**PROMPT 1:** In the news article on disclosing the names of deceased inmates, who is identified as chair of the National Privacy Commission?
**PROMPT 2:** Reproduce the portion of the news article between "Sen. Franklin Drilon, however, said" and "any person’s death.", inclusive.

**PROVIDED TEXT:**

Friday, April 19, 2024

Gov’t can disclose names of dead inmates, says NPC chief

The head of the National Privacy Commission (NPC) has refuted the claim of Bureau of Corrections (BuCor) director Gerald Bantag that the government cannot reveal the names of high-profile inmates who died due to Covid-19 because of data privacy prohibitions.

Photo from Bureau of Corrections

“The Data Privacy Act is not a cloak for denying the public’s right to know,” NPC chair Raymund Liboro said in statement on Monday, July 20.

Liboro said there is sufficient reason to disclose the names of high-profile inmates like JB Sebastian as they had become public figures on account of their previous association with particular national issues in the past.

“There is a justified public interest to release information like details surrounding the deaths from Covid-19 of these high-profile inmates, especially when the personal information being sought is linked to issues already on the minds of the public,” Liboro added.

Bantag has come under fire for refusing to confirm the identities of a number of high-profile inmates such as Sebastian who had died due to Covid-19 at the National Bilibid Prison.

“Indeed there are PDL (persons deprived of liberty) who died due to Covid-19. However, as much as we want to inform the public with respect to the names of PDL who died due to Covid-19, the Data Privacy Act prohibits us from doing so,” he told the Philippine Daily Inquirer.

Sen. Franklin Drilon, however, said the BuCor is wrong to invoke the Data Privacy Act for not disclosing the real conditions and reported deaths of inmates at the NBP, saying that the fact of death is not sensitive personal information protected by the law and that a death certificate is in fact a public document required to be filed upon any person’s death.

“In fact, upon any person’s death, there is a requirement to execute a death certificate which is a public document,” Drilon said. “Disclosing information about a prisoner’s death is not a protected information under the Data Privacy Law. The fact that a person is dead is not contemplated by the law.”

Section 3 (l) of RA 10173 or the Data Privacy Act enumerates sensitive personal information which must not be divulged. These are “an individual’s race, ethnic origin, marital status, age, color, and religious, philosophical or political affiliations”, “an individual’s health, education, genetic or sexual life of a person, or to any proceeding for any offense committed or alleged to have been committed by such person, the disposal of such proceedings, or the sentence of any court in such proceedings”, “social security numbers, previous or current health records, licenses or its denials, suspension or revocation, and tax returns; and “Specifically established by an executive order or an act of Congress to be kept classified”.

Drilon commented: “Ano bang tinatago ng BuCor? Moreover, transparency is an effective mechanism to guard against abuses such as fake or simulated deaths.” He likewise said that to allow such is akin to giving BuCor a license as to who to declare dead and alive in one of the world’s most crowded correctional facilities.

“It is dangerous and it is prone to different kinds of abuses. I am afraid it can be used to make prisoners disappear, cover up extra-judicial killings, and even to fake death,” Drilon stressed. “Disclosing information about prison deaths will not do any harm. Transparency is an effective mechanism to guard against abuses such as fake or simulated deaths.”

(Dataset entries)
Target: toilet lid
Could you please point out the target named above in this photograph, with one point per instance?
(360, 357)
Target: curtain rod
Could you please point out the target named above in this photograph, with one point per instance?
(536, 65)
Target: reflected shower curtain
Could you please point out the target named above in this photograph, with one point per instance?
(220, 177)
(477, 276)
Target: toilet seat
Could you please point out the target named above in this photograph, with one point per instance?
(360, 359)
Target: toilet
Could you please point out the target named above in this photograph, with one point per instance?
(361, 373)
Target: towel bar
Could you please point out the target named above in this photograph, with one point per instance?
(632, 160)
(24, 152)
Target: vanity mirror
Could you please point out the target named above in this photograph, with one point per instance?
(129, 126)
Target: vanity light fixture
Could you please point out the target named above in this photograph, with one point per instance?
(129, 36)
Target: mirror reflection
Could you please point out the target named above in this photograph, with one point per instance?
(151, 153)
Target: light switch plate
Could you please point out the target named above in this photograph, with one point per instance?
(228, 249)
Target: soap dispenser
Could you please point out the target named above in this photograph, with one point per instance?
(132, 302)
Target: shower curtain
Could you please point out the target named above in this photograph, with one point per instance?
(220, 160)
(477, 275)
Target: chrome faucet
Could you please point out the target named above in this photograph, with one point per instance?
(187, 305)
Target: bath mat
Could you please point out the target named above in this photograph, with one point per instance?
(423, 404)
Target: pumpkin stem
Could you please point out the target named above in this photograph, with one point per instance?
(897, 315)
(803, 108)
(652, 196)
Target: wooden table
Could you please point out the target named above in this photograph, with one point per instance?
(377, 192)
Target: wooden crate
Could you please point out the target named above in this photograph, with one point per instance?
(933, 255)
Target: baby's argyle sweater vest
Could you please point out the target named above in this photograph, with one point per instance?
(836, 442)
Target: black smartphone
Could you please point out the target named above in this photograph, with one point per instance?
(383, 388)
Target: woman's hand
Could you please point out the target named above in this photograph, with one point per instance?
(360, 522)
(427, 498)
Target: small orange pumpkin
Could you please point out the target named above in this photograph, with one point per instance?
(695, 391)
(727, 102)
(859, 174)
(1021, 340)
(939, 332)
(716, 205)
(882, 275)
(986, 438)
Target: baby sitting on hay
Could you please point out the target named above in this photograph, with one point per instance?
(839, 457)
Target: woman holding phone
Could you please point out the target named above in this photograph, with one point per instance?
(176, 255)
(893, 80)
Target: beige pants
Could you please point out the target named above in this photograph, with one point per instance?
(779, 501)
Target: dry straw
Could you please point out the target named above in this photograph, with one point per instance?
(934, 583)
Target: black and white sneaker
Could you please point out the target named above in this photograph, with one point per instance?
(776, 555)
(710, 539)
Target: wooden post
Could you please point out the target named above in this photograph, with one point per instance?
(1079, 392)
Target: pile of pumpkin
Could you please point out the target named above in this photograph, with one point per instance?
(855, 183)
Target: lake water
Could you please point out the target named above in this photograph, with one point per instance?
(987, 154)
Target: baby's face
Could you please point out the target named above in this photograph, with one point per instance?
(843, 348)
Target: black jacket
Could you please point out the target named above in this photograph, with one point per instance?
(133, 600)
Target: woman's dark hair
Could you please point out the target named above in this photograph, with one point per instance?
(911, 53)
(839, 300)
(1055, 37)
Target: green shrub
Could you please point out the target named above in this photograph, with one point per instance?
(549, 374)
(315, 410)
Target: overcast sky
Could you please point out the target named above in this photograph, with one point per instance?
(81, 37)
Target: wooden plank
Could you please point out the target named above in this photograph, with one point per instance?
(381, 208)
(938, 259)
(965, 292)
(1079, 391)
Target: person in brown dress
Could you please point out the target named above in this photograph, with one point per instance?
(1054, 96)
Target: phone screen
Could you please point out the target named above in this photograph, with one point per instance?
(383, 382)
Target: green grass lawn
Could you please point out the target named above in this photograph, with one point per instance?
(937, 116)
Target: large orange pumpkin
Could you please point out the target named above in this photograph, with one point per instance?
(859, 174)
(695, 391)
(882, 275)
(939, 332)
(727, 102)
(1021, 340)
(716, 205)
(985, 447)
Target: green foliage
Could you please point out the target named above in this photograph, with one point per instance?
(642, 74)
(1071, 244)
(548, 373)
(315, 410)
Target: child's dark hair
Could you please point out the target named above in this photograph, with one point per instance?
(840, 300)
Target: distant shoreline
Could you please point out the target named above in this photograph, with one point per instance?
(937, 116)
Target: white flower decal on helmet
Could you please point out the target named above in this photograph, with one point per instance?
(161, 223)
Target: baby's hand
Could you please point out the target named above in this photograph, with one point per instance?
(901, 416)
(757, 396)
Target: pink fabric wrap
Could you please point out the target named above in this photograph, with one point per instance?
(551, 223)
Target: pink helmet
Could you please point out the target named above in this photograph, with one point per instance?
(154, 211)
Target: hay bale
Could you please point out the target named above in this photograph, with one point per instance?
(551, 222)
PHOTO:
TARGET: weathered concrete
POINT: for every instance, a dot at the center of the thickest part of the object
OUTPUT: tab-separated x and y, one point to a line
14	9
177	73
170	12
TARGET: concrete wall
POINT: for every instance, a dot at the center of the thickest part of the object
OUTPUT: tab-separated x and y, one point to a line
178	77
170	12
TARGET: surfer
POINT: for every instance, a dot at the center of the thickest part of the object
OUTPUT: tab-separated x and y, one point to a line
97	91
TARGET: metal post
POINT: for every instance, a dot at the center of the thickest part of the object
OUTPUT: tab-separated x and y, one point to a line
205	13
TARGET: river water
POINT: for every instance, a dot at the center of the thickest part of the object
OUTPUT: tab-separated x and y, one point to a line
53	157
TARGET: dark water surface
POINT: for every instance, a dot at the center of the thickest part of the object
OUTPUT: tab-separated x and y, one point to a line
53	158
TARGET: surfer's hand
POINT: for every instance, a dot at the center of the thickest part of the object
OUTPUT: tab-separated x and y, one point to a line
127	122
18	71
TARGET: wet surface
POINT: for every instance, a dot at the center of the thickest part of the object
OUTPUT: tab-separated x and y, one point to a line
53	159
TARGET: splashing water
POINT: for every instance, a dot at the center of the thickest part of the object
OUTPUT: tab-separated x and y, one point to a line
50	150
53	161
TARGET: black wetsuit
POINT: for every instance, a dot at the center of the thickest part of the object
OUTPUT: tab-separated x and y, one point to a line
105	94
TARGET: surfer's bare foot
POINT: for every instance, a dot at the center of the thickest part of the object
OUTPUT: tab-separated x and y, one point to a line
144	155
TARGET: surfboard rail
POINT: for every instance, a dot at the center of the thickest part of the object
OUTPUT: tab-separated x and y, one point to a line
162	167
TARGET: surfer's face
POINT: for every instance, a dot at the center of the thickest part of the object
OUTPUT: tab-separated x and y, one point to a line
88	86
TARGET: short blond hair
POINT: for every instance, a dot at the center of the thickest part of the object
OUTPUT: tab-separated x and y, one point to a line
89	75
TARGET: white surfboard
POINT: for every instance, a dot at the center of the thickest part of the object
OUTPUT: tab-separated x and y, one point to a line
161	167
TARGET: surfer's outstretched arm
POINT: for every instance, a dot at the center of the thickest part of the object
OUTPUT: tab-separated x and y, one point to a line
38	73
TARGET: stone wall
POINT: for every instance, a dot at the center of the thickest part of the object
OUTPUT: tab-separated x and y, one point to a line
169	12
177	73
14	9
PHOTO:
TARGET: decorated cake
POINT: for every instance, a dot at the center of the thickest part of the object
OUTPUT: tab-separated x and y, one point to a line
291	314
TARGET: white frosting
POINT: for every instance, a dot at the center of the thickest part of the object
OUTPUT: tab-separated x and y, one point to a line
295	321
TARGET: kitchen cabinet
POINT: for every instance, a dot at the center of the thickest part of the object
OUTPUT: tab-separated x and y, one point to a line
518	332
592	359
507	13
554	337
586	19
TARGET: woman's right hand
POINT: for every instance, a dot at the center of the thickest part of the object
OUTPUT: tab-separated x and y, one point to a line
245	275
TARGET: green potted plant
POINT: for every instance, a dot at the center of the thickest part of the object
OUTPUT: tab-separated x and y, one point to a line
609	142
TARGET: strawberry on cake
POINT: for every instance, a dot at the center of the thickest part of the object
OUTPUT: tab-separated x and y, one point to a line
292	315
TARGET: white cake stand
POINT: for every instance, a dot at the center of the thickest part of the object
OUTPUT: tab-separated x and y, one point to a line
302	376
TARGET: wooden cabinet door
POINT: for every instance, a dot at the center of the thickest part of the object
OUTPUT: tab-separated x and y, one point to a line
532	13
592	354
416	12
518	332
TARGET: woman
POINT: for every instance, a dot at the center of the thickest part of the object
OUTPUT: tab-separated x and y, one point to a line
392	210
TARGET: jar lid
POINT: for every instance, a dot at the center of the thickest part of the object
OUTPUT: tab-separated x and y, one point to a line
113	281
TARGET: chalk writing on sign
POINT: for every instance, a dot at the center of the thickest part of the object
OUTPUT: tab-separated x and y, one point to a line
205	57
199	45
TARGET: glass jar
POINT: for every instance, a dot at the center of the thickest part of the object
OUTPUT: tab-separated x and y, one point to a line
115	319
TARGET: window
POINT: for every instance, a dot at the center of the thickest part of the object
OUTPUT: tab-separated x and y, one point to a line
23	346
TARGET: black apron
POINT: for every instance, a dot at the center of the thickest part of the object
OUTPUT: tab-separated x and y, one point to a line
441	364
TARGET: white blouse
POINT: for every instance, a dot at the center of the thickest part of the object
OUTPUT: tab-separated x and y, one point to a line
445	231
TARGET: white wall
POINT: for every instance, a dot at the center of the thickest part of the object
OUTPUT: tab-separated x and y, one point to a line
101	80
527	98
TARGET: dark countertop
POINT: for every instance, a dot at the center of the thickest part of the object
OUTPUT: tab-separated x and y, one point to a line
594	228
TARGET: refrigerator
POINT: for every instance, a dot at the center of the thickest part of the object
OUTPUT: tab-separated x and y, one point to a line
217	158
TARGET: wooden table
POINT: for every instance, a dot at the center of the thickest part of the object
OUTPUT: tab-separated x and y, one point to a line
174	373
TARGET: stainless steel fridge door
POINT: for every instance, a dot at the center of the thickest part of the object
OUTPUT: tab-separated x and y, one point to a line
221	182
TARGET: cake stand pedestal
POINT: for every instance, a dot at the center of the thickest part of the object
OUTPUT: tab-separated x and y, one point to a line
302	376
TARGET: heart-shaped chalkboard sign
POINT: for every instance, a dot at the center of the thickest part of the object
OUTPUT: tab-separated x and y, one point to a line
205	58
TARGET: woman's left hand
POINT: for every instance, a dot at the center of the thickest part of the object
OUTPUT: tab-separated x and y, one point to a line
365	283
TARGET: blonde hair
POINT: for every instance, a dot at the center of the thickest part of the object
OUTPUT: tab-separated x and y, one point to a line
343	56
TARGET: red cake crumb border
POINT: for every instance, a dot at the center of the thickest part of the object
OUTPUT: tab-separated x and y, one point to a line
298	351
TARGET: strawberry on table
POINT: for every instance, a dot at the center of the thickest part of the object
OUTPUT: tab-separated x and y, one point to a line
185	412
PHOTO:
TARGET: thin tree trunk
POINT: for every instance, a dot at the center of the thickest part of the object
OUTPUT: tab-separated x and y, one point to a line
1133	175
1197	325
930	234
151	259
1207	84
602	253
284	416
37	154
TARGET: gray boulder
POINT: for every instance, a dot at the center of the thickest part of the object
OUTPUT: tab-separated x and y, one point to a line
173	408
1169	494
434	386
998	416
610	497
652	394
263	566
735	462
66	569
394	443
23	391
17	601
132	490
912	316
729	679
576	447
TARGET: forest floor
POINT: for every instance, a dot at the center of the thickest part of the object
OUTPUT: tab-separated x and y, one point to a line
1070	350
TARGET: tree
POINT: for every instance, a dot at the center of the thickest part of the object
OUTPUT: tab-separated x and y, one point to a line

**WRITTEN RESPONSE 1:** Raymund Liboro

**WRITTEN RESPONSE 2:**
Sen. Franklin Drilon, however, said the BuCor is wrong to invoke the Data Privacy Act for not disclosing the real conditions and reported deaths of inmates at the NBP, saying that the fact of death is not sensitive personal information protected by the law and that a death certificate is in fact a public document required to be filed upon any person’s death.